Begin DATA EXTRACT

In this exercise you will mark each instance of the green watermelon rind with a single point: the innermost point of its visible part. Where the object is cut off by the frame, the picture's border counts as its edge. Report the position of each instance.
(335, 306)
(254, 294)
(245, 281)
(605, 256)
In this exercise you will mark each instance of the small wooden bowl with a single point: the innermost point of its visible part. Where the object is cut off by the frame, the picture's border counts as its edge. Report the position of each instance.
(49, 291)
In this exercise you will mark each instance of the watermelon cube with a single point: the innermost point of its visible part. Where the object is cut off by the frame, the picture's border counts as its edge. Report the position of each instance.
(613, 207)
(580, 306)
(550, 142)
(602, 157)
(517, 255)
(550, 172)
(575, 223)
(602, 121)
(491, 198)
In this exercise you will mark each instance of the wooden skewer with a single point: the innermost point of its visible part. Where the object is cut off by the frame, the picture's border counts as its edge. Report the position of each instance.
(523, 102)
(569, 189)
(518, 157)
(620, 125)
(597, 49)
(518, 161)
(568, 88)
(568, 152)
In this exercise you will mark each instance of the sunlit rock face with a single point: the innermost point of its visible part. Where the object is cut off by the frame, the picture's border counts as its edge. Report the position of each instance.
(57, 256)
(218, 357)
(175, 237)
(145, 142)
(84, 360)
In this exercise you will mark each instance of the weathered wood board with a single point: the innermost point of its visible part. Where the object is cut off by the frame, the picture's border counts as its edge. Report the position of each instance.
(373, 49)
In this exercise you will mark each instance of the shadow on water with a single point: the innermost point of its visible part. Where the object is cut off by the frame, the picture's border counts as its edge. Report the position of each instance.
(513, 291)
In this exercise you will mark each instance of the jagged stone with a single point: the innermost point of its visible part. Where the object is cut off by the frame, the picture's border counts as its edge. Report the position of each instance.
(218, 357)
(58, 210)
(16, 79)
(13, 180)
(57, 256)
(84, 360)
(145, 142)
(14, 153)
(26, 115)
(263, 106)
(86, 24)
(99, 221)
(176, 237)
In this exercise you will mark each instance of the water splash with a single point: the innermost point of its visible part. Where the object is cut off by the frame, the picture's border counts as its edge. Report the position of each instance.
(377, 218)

End DATA EXTRACT

### [WHAT TO PRODUCE]
Reproduce the stretch of records from the line containing "In this exercise you will mark each instance of the sunlit" through the end of the records, requests included, and shift every coordinate in the answers by -32.

### [FULL SOLUTION]
In this exercise you will mark each instance of the sunlit rock face with a single point: the innermost point of its visible part. Where the object is cut off by the frame, the picture's border counts as its edge. Report the position of each instance.
(25, 224)
(186, 325)
(143, 205)
(113, 110)
(52, 328)
In this exercise you will mark each instance of the weathered wood board with a single point: the innermost point of its visible part. Where the object is cut off by the frame, the picture's border counts as its edge. Report the position of each instance.
(341, 17)
In this exercise you will mark each instance of the shadow on water with a single point: the innermost point of its visible part. Where the object is cut off by the frame, the picture's border counts as its edge. Report the position of each instance.
(481, 259)
In this exercise you will mark each instance of the jagged stone with a single point: the innermost point of its visible part. Where the object is cut off by the frame, the picture's border counts as its edge. Report the position of each instance.
(186, 325)
(26, 178)
(-16, 47)
(-19, 148)
(25, 224)
(52, 328)
(113, 110)
(-18, 121)
(-6, 83)
(231, 74)
(54, -8)
(67, 189)
(144, 205)
In this exercise you will mark each instance of the water splash with a single point: the innermost point of its visible part. Where the object is cut off by the frame, the picture's border counts as its edge. Report the position of each instance.
(345, 186)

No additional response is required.